> What you will do
Update the listing below so that "field-scouting log" is replaced by "site survey record" everywhere it occurs, with all other text kept unchanged.

> Material for this task
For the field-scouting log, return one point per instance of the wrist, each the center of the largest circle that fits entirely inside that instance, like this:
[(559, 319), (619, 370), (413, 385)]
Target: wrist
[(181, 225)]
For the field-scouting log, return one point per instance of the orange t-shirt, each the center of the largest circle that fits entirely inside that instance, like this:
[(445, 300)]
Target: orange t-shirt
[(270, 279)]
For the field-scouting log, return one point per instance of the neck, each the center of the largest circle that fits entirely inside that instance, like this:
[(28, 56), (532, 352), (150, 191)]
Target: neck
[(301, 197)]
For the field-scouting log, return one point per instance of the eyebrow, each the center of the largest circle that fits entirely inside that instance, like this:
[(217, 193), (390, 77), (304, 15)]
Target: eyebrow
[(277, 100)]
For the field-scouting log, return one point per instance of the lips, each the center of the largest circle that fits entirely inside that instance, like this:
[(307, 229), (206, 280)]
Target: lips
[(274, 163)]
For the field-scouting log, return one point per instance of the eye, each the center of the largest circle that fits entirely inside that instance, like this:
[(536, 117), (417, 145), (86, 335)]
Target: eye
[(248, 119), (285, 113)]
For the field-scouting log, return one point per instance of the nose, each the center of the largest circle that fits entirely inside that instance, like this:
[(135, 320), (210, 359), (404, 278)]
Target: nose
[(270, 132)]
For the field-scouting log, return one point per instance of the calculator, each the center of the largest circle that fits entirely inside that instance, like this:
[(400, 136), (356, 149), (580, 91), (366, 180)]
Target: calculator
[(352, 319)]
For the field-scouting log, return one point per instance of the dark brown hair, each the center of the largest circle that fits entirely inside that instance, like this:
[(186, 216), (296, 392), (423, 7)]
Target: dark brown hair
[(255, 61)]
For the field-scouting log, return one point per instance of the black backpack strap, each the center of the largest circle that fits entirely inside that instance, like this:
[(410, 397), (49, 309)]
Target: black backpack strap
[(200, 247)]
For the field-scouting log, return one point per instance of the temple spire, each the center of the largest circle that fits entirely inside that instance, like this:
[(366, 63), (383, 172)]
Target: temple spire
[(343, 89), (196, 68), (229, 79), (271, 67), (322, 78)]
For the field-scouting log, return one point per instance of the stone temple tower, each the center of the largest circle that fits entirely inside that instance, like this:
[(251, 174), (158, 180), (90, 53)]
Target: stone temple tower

> Complete answer
For the site survey record, return one point per instance of the wrist, each the center of the largest circle that fits entirely inside that instance, like this:
[(559, 319), (619, 370), (413, 385)]
Target: wrist
[(181, 225)]
For the site survey record, return one point per instance of the orange t-shirt, each the center of the largest circle that fits entirely inside that instance, like this:
[(445, 300)]
Target: orange t-shirt
[(270, 279)]
For the site survey record, return one point per instance of the neck, each the center of the largest circle that fits entirely inside that instance, like this:
[(28, 56), (532, 352), (150, 191)]
Target: neck
[(301, 197)]
For the site survey record, return one point per instance of the eyebrow, each the center of the largest circle that fits entirely inside that instance, like this:
[(217, 193), (390, 77), (304, 15)]
Target: eyebrow
[(277, 100)]
For the site survey record, return one point per instance of the lips, each the center of the largest circle that fits entirely inside that instance, like this:
[(307, 229), (206, 280)]
Target: lips
[(274, 163)]
For the site survey record, return one point per instance of the eye, each the center of the largest circle that fits entirely inside that instance, like this:
[(536, 117), (417, 145), (86, 335)]
Target: eye
[(248, 119), (285, 113)]
For the site survey record, return one point per instance of the nose, each the center of the largest circle that fits entirely inside that instance, like this:
[(135, 320), (210, 359), (404, 278)]
Target: nose
[(270, 132)]
For the site survey record, return one point per instance of the calculator, each the center of the largest circle that fits entirely inside that instance, like this:
[(400, 136), (356, 149), (580, 91), (366, 180)]
Target: calculator
[(352, 319)]
For the site survey record, return one point per instance of the dark brown hair, each the center of the largest circle that fits entirely inside that instance, like this:
[(186, 216), (296, 392), (423, 7)]
Target: dark brown hair
[(255, 61)]
For the site survey record, return one point per instance of the black backpack strap, each the center of the largest circle that fits entirely inside that instance, like this:
[(410, 397), (49, 309)]
Target: black backpack strap
[(200, 247)]
For the site survey record, return one point per instance of the temple spire, each the center of the largest circle that fits entirely inside that instance, like this:
[(366, 63), (383, 172)]
Target: temple spire
[(343, 89), (196, 68), (229, 79), (271, 67), (322, 78)]
For the site survey record, return one point per instance of the stone temple tower, each the center of the largest circle that fits entirely inside that instance, like this:
[(251, 174), (158, 180), (90, 53)]
Target: stone temple tower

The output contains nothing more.